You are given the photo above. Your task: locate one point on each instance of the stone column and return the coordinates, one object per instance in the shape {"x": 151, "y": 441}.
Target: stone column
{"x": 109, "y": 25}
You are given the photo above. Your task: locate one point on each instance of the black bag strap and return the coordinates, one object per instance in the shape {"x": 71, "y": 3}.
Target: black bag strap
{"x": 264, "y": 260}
-.-.-
ACTIVITY> Retype the material word for word. Add nothing to it.

ANSWER SPACE>
You are given the photo above. Your task: locate one point on each instance of the stone column and return the coordinates, one object per instance in the shape {"x": 151, "y": 441}.
Target: stone column
{"x": 109, "y": 25}
You are given the photo above. Your task: locate one point on each instance of the black bag strap and return the coordinates, one object per instance in the shape {"x": 71, "y": 3}.
Target: black bag strap
{"x": 264, "y": 260}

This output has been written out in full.